* _Data provided_
**********
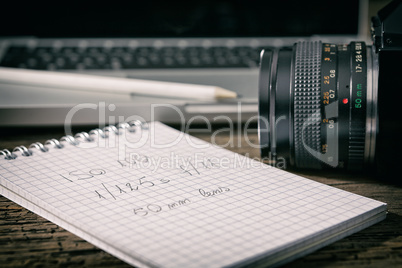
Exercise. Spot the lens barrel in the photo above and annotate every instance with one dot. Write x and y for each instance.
(318, 105)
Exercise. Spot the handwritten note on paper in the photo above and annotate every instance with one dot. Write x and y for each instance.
(168, 200)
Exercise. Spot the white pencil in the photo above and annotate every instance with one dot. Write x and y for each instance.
(73, 81)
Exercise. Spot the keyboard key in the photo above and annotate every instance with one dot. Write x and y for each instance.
(85, 57)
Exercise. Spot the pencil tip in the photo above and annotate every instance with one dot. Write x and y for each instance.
(224, 93)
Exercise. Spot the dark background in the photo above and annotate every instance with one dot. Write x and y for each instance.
(158, 18)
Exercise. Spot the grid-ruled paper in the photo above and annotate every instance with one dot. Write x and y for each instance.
(158, 197)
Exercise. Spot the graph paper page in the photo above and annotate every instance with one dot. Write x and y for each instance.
(167, 199)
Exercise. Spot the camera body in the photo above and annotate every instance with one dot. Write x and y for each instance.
(335, 105)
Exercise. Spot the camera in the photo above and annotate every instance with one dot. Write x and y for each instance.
(325, 105)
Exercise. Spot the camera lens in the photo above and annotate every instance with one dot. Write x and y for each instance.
(318, 105)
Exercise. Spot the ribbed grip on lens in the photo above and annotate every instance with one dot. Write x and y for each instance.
(307, 95)
(357, 138)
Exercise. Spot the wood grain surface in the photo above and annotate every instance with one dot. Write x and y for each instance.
(28, 240)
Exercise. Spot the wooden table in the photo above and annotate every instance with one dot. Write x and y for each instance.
(29, 240)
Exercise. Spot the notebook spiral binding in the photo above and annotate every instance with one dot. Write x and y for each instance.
(131, 126)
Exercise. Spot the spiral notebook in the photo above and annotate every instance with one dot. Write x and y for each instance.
(156, 197)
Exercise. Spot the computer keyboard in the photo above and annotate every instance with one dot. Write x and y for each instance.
(115, 58)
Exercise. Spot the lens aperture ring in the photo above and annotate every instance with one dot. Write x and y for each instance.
(357, 130)
(306, 109)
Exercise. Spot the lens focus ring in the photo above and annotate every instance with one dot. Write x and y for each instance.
(307, 94)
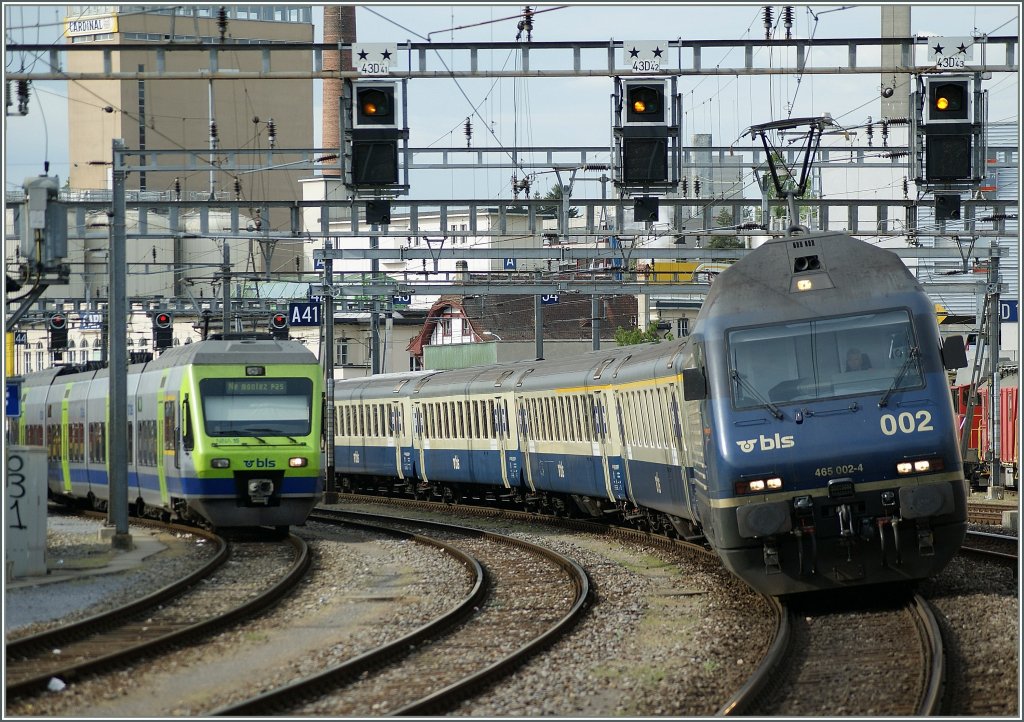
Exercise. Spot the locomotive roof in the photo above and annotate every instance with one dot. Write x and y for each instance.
(767, 275)
(235, 351)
**********
* _Aim of the exercise_
Can you copy the records word for word, starting at the line that has "Exercise. Spot the wood grain" and stopping after the final line of the records, with both of those lines included and the pictures left out?

* _Answer for this exercise_
Exercise. Spot the wood grain surface in the photo above and annotate every instance with one dot. Write x and y for each instance.
(28, 240)
Exercise. Spot the wooden table in the photo above and annotate every instance with one dot. Write x and y for each instance.
(29, 240)
Exercise. Spot the notebook spiral binding in the photo above and annotate every instance with one dot. Write x and y for each instance.
(131, 126)
Exercise. Spot the spiral notebook in the photo above and annotate every instance with one dot. Write x and y for each instance.
(156, 197)
Exercise. Spot the computer keyboard in the photo above and annotate every instance with one dot. Write x and y for each instance.
(115, 58)
Exercise. Spot the lens aperture ring in the photo above and annotate every instance with one dot. Write x and y for each instance.
(357, 130)
(306, 109)
Exercise. Spot the lens focus ring in the photo above and annotate every instance with one dot. Write x and y for each instance.
(307, 94)
Exercise. Spot the locomotive roof in the photo above and annotate every instance with one dot. Write x and y for each instance.
(767, 275)
(235, 351)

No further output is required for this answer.